[START]

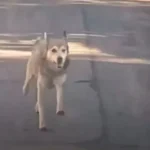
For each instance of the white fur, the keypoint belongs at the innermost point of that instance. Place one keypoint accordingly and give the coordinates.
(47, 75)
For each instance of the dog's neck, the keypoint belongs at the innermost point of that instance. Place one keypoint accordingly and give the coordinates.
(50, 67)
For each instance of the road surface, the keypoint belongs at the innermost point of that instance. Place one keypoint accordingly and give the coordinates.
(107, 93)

[END]
[START]

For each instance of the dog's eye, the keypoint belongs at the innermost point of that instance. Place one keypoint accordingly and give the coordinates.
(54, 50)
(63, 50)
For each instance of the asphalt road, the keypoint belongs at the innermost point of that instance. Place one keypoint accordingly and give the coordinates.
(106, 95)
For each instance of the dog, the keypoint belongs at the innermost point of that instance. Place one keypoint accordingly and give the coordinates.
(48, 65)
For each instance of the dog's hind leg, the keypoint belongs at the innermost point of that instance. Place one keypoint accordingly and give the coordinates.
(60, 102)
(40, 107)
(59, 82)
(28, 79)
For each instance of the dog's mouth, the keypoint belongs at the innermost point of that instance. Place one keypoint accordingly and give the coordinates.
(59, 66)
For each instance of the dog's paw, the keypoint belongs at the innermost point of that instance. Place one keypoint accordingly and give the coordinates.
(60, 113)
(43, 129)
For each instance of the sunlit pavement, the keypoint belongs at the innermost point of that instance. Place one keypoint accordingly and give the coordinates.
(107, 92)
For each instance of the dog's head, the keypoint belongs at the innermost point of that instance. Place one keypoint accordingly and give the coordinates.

[END]

_Written problem_: Replace "innermost" with "most central" in the data starting at the line that contains "For each instance of the dog's paw, the" and ending at the line that contains "For each instance of the dog's head, the", and give those lines again with nothing else altered.

_Correct result_:
For each instance of the dog's paw, the keypoint belongs at the most central point of that instance. Place one keypoint accordingly and give the coordinates.
(60, 113)
(43, 129)
For each instance of the sunlit pavement, the keypoint belongs at the most central point of that instance. Place one keypoint accordingly and give the coordinates.
(107, 92)
For each instance of the dog's head, the keypoint belongs at the most central point of that instance. Place one keypoint accordingly and give the coordinates.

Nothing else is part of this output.